◆ **DATA PROVIDED**

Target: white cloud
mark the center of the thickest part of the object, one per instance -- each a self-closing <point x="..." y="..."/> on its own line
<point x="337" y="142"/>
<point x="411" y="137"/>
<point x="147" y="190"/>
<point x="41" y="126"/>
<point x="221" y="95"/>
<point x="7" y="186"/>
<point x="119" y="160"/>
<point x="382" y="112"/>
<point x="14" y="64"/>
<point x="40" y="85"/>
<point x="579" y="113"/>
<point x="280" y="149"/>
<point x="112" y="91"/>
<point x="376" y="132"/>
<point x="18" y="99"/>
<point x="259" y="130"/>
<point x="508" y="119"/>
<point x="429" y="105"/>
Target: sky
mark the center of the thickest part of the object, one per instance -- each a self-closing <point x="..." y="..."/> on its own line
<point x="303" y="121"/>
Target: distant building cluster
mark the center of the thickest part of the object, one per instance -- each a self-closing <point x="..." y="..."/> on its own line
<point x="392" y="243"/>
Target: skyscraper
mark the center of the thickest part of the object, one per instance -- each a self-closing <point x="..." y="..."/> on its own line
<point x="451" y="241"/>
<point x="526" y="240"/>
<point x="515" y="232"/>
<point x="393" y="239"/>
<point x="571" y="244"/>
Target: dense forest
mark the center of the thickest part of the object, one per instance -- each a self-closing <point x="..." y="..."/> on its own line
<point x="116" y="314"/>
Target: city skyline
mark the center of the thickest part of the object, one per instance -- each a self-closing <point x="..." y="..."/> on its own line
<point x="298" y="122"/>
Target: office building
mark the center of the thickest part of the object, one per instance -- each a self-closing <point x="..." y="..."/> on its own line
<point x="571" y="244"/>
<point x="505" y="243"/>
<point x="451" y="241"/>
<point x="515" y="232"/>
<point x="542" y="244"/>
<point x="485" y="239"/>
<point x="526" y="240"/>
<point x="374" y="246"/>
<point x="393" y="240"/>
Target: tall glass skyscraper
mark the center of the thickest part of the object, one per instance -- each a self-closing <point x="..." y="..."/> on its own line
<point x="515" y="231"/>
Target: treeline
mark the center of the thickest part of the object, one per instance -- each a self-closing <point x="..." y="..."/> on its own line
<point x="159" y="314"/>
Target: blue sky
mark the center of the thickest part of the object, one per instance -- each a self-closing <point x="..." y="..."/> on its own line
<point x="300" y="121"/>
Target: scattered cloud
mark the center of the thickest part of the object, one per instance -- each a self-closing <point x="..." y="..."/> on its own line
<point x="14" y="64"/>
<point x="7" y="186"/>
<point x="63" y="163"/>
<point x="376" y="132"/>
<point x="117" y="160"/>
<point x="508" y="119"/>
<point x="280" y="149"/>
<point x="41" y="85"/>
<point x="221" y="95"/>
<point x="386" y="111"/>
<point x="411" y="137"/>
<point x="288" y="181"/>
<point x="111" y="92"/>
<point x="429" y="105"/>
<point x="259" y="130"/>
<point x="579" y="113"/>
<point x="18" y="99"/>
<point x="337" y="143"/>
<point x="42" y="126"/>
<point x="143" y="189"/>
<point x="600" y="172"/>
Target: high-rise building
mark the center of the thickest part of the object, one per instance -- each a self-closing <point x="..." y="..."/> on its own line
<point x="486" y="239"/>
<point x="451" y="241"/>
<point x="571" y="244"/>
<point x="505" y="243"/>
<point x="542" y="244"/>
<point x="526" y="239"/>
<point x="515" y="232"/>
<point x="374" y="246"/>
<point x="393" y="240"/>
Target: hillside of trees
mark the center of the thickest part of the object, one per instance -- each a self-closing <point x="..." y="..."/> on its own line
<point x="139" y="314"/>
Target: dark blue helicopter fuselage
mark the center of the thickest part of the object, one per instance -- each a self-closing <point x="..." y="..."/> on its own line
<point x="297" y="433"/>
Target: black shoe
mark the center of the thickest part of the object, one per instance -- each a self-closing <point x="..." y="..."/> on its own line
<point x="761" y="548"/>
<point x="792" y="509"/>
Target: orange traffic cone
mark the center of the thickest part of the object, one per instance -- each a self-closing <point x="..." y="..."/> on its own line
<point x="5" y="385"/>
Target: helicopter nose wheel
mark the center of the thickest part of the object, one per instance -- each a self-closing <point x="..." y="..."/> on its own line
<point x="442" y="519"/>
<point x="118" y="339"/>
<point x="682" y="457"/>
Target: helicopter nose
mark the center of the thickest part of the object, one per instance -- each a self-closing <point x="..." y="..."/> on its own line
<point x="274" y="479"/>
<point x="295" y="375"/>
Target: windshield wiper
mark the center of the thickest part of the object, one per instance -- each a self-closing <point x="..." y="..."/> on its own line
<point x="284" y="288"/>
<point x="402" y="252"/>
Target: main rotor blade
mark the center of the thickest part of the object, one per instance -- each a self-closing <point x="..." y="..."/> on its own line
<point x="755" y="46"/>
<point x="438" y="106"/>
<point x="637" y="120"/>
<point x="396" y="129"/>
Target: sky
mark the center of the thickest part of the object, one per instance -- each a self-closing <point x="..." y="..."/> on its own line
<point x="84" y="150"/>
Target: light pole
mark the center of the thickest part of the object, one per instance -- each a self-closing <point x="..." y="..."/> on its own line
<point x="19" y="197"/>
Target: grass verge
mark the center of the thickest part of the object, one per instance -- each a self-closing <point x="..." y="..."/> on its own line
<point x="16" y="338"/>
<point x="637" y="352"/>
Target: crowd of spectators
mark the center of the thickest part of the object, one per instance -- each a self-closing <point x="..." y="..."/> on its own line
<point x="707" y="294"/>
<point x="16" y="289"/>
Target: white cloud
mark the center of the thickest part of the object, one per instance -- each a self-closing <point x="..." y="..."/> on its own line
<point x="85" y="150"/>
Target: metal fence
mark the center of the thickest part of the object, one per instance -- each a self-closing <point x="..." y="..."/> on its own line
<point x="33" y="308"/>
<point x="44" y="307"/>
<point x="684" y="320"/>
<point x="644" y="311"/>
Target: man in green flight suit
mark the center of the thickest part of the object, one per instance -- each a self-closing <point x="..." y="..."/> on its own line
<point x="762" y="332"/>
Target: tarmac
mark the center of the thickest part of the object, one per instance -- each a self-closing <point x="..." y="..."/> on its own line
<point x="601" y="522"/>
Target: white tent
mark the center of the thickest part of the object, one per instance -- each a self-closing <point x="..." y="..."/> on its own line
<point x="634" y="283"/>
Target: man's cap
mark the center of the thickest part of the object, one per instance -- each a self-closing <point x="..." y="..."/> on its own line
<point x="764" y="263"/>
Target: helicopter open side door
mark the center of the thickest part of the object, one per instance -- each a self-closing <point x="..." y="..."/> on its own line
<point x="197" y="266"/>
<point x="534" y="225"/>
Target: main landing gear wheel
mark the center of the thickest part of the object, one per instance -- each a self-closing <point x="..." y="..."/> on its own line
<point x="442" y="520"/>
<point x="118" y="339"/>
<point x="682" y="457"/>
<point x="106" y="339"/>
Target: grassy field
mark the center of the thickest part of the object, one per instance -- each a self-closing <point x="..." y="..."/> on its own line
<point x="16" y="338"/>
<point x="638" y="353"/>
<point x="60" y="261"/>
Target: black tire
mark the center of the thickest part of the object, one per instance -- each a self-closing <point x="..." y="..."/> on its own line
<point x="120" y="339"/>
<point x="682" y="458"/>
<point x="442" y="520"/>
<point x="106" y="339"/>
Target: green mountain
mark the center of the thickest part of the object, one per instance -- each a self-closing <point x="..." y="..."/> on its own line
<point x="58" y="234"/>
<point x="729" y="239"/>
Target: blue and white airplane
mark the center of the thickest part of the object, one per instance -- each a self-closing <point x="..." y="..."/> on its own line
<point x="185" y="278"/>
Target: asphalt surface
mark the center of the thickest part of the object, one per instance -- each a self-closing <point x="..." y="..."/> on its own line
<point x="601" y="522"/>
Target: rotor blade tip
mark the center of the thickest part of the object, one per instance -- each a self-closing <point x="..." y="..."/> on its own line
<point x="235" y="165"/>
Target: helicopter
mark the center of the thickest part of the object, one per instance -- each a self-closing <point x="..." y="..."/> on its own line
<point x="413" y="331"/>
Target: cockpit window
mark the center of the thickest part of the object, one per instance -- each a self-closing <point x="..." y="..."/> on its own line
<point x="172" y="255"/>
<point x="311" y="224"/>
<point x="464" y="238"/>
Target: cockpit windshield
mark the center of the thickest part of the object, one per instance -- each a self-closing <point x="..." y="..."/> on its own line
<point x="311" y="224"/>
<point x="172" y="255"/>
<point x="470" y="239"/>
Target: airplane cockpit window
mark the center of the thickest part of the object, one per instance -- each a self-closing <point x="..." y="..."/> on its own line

◆ **JOB**
Update the lines from the one containing "Target: cockpit window" through the end of the records, replacing "cockpit" with "flight deck" and leaving everything else unchanged.

◆ **OUTPUT FOR THIS EXERCISE**
Target: flight deck window
mark the center of the thickest part of the object, one per instance -- each a self-closing <point x="..." y="..."/> on its own line
<point x="172" y="255"/>
<point x="311" y="224"/>
<point x="464" y="238"/>
Target: flight deck windshield
mark the center of the thickest part of the object, one per instance -- each a self-closing <point x="..." y="..."/> on its own line
<point x="311" y="224"/>
<point x="172" y="255"/>
<point x="470" y="239"/>
Target: airplane flight deck window
mark the center of the thickest part of the object, one per instance -- each a self-closing <point x="..." y="..."/> on its own line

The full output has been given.